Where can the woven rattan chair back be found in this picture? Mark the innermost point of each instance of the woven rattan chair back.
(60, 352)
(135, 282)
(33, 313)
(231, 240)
───
* **Instructions for the task**:
Quote every entry exactly.

* **Solution**:
Where can the woven rattan chair back be found in this picture? Mark the innermost point of each instance of the woven rattan chair back.
(60, 352)
(135, 282)
(33, 313)
(231, 240)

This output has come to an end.